*What you need to do*: Retype every line below precisely as it appears.

*Given records*:
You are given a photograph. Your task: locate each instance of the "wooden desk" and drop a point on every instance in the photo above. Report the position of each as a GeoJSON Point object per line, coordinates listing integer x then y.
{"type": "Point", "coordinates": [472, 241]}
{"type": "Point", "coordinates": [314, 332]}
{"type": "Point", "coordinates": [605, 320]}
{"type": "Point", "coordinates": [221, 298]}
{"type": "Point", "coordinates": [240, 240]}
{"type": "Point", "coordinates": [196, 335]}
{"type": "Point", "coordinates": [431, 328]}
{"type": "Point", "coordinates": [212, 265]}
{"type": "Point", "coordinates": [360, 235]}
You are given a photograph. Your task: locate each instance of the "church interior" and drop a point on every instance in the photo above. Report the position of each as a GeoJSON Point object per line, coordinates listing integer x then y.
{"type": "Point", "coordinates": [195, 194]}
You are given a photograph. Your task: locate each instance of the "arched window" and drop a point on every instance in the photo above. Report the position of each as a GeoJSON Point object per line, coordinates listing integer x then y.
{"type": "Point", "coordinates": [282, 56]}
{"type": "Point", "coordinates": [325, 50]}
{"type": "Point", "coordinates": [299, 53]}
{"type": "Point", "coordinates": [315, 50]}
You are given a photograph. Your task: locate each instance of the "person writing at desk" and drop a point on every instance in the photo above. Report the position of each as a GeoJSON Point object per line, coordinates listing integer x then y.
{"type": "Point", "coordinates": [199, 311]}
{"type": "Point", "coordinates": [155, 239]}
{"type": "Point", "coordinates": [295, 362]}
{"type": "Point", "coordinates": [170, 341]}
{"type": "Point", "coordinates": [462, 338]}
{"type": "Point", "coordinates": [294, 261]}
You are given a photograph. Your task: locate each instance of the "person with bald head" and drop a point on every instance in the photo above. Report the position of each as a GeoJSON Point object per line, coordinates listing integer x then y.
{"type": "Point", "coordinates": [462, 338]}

*Answer for the task*:
You are given a photograph. Your task: locate each instance of the "wooden desk" and drop a point on every instance in the photo above. Report the position of each as a GeoJSON Point object per line, coordinates listing integer x then y.
{"type": "Point", "coordinates": [472, 241]}
{"type": "Point", "coordinates": [314, 332]}
{"type": "Point", "coordinates": [605, 320]}
{"type": "Point", "coordinates": [221, 298]}
{"type": "Point", "coordinates": [240, 240]}
{"type": "Point", "coordinates": [196, 335]}
{"type": "Point", "coordinates": [431, 328]}
{"type": "Point", "coordinates": [212, 265]}
{"type": "Point", "coordinates": [360, 235]}
You are given a photograph. Your task: locate each instance of the "church interior" and drop a point on every instance in the photo above. Report the position of each as a GeoJSON Point object per line, coordinates listing integer x then y.
{"type": "Point", "coordinates": [195, 194]}
You are given a photograph. Your task: locate each instance of the "arched window" and drop a point on every instance in the photo above. Report the position of each as a GeoJSON Point object per line, coordinates listing integer x then y.
{"type": "Point", "coordinates": [282, 56]}
{"type": "Point", "coordinates": [325, 50]}
{"type": "Point", "coordinates": [299, 53]}
{"type": "Point", "coordinates": [315, 50]}
You are given a photograph. Your task: locate each instance of the "person writing at desk" and drop a point on every instance in the photo above. Report the position of each as a GeoJSON Point object per line, coordinates listing integer x then y.
{"type": "Point", "coordinates": [199, 311]}
{"type": "Point", "coordinates": [155, 239]}
{"type": "Point", "coordinates": [295, 362]}
{"type": "Point", "coordinates": [170, 341]}
{"type": "Point", "coordinates": [462, 338]}
{"type": "Point", "coordinates": [294, 261]}
You are given a photograph. Your task: locate each instance of the "person with bald head" and drop a point on every instance in the photo above. Report the position of each as a GeoJSON Point object per line, coordinates listing integer x then y.
{"type": "Point", "coordinates": [462, 338]}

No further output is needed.